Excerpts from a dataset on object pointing
begin

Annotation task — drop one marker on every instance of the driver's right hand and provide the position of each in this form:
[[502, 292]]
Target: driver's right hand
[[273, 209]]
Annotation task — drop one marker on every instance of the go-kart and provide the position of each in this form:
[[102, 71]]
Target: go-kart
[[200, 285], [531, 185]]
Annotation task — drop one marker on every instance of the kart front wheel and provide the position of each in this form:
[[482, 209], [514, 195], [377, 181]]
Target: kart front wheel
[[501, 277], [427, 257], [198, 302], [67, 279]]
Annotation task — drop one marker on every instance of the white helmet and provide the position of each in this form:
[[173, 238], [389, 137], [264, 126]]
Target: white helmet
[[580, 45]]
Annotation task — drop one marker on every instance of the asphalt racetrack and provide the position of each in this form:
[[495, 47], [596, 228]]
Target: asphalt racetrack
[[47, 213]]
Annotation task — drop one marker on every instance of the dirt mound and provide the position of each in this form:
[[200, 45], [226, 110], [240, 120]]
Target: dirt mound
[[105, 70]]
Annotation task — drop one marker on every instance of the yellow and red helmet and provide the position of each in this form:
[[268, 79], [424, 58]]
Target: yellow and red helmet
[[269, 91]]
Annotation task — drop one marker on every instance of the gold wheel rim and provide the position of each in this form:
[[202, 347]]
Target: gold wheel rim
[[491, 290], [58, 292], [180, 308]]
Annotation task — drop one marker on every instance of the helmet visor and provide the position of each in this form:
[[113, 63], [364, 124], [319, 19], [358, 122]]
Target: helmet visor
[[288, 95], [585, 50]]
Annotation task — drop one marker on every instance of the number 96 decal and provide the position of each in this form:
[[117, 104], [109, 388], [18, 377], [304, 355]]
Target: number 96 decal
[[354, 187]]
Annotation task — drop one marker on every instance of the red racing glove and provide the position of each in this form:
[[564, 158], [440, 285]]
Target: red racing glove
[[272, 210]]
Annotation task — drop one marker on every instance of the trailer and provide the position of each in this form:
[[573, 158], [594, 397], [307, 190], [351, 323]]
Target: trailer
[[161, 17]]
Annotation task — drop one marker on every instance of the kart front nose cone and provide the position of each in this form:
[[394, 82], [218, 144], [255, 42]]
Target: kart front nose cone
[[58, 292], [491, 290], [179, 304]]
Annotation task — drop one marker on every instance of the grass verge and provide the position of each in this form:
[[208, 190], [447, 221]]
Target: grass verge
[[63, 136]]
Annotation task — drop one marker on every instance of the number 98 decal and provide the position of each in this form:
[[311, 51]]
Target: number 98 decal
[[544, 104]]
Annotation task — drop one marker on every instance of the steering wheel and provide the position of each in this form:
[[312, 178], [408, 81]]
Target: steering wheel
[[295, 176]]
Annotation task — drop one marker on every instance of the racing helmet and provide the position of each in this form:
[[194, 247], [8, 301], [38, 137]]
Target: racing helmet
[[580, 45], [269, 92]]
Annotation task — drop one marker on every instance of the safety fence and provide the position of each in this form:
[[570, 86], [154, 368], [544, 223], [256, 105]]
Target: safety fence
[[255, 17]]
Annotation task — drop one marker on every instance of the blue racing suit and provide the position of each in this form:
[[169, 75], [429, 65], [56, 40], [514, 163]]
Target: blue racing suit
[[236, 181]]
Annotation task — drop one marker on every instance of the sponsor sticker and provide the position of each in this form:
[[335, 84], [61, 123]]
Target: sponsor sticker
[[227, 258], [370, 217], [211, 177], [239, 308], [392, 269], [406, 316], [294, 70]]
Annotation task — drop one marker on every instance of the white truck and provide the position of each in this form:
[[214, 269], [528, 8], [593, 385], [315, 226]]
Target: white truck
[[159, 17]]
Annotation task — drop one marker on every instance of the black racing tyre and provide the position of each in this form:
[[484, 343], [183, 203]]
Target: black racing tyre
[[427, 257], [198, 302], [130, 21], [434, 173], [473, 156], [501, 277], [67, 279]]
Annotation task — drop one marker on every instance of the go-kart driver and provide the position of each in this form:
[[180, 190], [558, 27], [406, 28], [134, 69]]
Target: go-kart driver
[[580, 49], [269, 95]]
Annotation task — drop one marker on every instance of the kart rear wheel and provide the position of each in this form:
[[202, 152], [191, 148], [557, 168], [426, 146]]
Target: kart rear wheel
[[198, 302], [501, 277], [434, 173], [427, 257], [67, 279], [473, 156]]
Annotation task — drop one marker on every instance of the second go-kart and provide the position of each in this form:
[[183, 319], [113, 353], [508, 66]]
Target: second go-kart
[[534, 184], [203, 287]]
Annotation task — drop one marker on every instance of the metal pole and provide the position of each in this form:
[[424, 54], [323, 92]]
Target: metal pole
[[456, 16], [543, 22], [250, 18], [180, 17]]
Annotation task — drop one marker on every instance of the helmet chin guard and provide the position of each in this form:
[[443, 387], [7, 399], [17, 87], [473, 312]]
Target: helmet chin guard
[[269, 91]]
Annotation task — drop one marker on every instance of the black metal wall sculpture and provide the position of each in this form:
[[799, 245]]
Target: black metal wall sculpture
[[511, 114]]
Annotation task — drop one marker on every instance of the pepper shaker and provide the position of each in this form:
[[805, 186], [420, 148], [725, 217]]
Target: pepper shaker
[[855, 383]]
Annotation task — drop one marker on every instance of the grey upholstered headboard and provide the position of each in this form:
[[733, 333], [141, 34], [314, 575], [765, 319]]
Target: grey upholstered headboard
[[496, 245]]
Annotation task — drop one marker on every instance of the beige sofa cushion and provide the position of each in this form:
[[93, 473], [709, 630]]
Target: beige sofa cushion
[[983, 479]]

end

DIRECTION: Print verbatim everything in the listing from the line containing "the go-kart driver" down through the end of the listing, including both ends.

ANSWER TO THE EXERCISE:
Annotation task — drop one marker on every instance of the go-kart driver and provide the position of each in this form:
[[180, 190], [558, 27], [406, 28], [134, 69]]
Target: go-kart driver
[[580, 49], [269, 95]]
Annotation task — drop one marker on every instance of the kart rear wheel and provide the position of each in this form:
[[202, 152], [191, 148], [557, 168], [426, 146]]
Target: kart rear wheel
[[198, 302], [501, 277], [434, 173], [427, 257], [67, 279], [473, 156]]
Annotation task — drop one marker on every instance of the second go-kart and provide the position of each in this form:
[[183, 319], [113, 353], [508, 66]]
Target: second go-kart
[[534, 184], [203, 287]]
Annotation task — drop one marker on every instance of the metal pole and provide the position of each in this form:
[[424, 54], [323, 92]]
Target: metal pole
[[456, 16], [543, 22], [250, 18], [180, 17]]
Annotation task — drop one marker on every instance of the helmet chin guard and provide the position of each in this form:
[[443, 387], [7, 399], [17, 87], [473, 312]]
Target: helmet chin guard
[[269, 91]]
Annotation task — drop one marker on every instance of the black metal wall sculpture and provide the position of each in this form:
[[799, 245]]
Target: black metal wall sculpture
[[511, 114]]
Annotation task — drop one marker on every instance of the pepper shaker and provide the position of each in this form:
[[805, 186], [420, 148], [725, 217]]
Target: pepper shaker
[[855, 383]]
Annotation task — drop one marker on every instance of the grey upholstered headboard and provide the position of each in this form:
[[733, 333], [141, 34], [314, 575], [765, 319]]
Target: grey upholstered headboard
[[496, 245]]
Annotation task — drop one marker on every instance of the beige sofa cushion and provide the position of each in this form:
[[93, 473], [709, 630]]
Target: beige sofa cushion
[[983, 479]]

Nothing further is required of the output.